Required task A >>
From the calculus thread below, return the passage starting at "If $y=x^3-3x+1$ then" and ending at "the point $(2,3)$.", word for word.

☆ ☆ ☆ ☆ ☆ ☆ ☆

If $y=x^3-3x+1$ then $\frac{dy}{dx}=3x^2-3$. So $\frac{dy}{dx}$ at $(2,3)$ is $9$.

The equation of the line perpendicular and tangent to the curve is $y-3=\frac{-1}{9}(x-2)$ which when simplified is $9y+x-29=0.$

Answer 4

First, we need to find the slope of the line tangent to the curve at the point $(2,3)$.

• To do this, we need to find $\frac {dy}{dx}$ given $y = x^3 - 3x + 1$. $$\frac{dy}{dx} = 3x^2 - 3 = 3(x^2-1)$$
• So the slope of the tangent line is $\frac{dy}{dx}$ at $x = 2$: $\quad m = 3(2^2-1) = 9$.

Next, given that the line tangent to the curve at $(2, 3)$ has slope $m = 9$, we know that the slope of the line perpendicular to the tangent is the negative reciprocal of $9$:

• $m_\bot = -\dfrac 19$.

Finally, recall that given the slope m of a line, and a point $(x_0, y_0)$ on the line, we can use the point-slope form of the equation of a line:

• $y-y_0 = m(x-x_0)$
• Given that the desired perpendicular line has slope $m_\bot= - \dfrac19$, and the fact that $(2, 3)$ is a point on that line, the desired equation is given by $$y - 3 = -\frac 19(x -2)$$

Answer 5

Given a function $f(x)=x^3-3x+1$ the gradient function would be $$dy/dx$$ ie $3x^2-3$ and at (2,3) the gradient function would be equal to 9 hence for a straight line $y=mx+c$ which is tangent to the curve at (2,3) $y=9x-15$ Since the perpendicular has a gradient which is the negative reciprocal of the tangent the equation would be $$y=-x/9 + (3+2/9)$$

☆ ☆ ☆ ☆ ☆ ☆ ☆

Required task B >>
Retype the lines of the records that follow, starting at the line containing "Given the above screenshot, where exactly is the gray" and ending at the last line of the records.

☆ ☆ ☆ ☆ ☆ ☆ ☆

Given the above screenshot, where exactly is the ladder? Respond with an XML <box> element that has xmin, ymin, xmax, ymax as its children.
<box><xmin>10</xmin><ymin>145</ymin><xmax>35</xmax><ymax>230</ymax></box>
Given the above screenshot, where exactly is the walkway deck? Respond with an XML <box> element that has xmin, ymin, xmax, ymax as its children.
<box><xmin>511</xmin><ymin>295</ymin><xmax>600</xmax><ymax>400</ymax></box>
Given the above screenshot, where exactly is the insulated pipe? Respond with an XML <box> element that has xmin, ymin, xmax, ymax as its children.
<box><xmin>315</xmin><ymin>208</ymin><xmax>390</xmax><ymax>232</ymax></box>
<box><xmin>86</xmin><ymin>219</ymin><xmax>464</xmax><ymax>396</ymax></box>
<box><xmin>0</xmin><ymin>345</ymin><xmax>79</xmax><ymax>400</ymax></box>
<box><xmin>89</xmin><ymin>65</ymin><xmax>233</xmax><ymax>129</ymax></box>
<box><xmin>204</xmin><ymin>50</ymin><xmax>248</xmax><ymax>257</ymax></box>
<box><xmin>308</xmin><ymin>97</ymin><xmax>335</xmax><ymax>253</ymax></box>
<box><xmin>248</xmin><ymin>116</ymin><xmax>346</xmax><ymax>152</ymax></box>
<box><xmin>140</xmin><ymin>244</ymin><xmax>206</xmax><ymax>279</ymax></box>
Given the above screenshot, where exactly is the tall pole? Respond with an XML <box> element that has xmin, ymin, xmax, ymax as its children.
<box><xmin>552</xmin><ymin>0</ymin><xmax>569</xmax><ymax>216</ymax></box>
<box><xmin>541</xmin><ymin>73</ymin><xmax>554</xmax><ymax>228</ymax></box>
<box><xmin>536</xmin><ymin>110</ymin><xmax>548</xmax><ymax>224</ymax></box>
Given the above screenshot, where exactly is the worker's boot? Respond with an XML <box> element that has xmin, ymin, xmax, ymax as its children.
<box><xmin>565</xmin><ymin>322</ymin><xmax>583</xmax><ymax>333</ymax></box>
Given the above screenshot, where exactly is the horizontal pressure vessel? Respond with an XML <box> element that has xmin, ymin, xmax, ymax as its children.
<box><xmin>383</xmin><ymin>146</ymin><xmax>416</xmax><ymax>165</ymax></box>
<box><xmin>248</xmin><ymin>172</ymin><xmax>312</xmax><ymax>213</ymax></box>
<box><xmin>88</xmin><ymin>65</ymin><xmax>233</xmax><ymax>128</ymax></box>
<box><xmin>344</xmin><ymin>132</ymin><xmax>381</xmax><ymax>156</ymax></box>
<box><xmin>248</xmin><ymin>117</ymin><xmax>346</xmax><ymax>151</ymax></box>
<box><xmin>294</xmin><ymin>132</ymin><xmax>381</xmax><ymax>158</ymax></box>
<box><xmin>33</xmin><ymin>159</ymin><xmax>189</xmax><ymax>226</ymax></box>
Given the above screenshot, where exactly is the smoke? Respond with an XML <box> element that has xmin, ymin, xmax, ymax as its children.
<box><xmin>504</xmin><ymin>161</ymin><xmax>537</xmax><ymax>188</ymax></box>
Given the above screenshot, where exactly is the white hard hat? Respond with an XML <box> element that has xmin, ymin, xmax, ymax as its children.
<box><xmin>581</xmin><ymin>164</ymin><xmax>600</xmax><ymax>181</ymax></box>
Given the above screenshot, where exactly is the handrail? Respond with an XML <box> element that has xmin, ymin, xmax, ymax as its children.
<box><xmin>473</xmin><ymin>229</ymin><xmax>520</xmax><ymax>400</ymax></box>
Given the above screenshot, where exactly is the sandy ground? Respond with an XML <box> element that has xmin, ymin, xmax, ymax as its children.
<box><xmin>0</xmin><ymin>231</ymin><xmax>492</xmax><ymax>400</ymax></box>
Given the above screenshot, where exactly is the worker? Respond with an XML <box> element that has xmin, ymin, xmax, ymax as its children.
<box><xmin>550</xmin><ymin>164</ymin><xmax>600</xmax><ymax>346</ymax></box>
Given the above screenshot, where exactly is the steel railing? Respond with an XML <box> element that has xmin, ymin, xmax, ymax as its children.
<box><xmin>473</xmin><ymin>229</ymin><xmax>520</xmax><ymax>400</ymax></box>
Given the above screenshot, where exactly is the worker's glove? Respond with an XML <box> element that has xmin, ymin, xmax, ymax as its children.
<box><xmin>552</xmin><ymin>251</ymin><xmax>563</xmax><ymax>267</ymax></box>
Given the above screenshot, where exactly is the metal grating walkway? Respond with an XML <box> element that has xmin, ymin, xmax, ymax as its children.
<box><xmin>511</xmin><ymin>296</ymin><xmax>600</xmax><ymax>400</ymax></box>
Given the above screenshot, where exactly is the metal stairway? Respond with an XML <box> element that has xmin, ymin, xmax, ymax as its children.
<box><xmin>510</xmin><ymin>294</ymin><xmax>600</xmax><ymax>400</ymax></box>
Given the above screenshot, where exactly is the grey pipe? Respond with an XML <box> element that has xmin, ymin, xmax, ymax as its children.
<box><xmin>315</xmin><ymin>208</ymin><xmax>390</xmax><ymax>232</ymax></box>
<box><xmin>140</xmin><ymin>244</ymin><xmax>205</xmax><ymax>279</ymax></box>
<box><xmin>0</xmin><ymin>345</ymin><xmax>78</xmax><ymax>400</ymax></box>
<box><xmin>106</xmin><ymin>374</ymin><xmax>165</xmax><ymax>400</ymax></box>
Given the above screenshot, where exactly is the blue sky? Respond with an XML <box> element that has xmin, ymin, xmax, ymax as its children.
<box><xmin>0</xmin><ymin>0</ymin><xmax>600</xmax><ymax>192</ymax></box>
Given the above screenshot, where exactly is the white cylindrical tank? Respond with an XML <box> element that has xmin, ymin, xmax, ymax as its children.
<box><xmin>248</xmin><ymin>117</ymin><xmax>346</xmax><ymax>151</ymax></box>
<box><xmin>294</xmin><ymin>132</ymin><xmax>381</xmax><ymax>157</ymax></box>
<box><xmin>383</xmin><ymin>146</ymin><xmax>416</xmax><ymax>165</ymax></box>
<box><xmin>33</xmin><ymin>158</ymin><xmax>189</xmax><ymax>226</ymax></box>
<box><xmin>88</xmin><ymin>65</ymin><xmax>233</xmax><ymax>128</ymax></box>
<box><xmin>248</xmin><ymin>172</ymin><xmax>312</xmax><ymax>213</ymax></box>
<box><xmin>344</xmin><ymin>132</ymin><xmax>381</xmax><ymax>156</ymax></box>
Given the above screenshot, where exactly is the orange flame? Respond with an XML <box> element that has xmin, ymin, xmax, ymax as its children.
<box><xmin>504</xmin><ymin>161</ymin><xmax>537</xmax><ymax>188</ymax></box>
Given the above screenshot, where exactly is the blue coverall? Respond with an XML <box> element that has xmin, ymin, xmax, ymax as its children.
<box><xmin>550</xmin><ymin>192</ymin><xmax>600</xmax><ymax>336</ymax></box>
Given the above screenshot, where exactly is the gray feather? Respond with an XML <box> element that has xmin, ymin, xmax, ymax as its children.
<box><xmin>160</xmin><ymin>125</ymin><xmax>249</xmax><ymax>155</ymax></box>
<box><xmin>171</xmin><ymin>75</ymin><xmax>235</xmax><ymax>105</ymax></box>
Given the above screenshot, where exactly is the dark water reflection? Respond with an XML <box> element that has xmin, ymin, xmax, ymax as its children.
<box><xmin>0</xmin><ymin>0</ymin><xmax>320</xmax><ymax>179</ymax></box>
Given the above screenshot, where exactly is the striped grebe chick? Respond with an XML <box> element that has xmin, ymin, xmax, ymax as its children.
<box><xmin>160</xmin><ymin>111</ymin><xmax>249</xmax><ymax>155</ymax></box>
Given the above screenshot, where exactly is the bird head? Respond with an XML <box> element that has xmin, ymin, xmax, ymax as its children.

☆ ☆ ☆ ☆ ☆ ☆ ☆

Exercise response A >>
If $y=x^3-3x+1$ then $\frac{dy}{dx}=3x^2-3$. So $\frac{dy}{dx}$ at $(2,3)$ is $9$.

The equation of the line perpendicular and tangent to the curve is $y-3=\frac{-1}{9}(x-2)$ which when simplified is $9y+x-29=0.$

Answer 4

First, we need to find the slope of the line tangent to the curve at the point $(2,3)$.

Exercise response B >>
Given the above screenshot, where exactly is the gray feather? Respond with an XML <box> element that has xmin, ymin, xmax, ymax as its children.
<box><xmin>160</xmin><ymin>125</ymin><xmax>249</xmax><ymax>155</ymax></box>
<box><xmin>171</xmin><ymin>75</ymin><xmax>235</xmax><ymax>105</ymax></box>
Given the above screenshot, where exactly is the dark water reflection? Respond with an XML <box> element that has xmin, ymin, xmax, ymax as its children.
<box><xmin>0</xmin><ymin>0</ymin><xmax>320</xmax><ymax>179</ymax></box>
Given the above screenshot, where exactly is the striped grebe chick? Respond with an XML <box> element that has xmin, ymin, xmax, ymax as its children.
<box><xmin>160</xmin><ymin>111</ymin><xmax>249</xmax><ymax>155</ymax></box>
Given the above screenshot, where exactly is the bird head? Respond with an XML <box> element that has xmin, ymin, xmax, ymax as its children.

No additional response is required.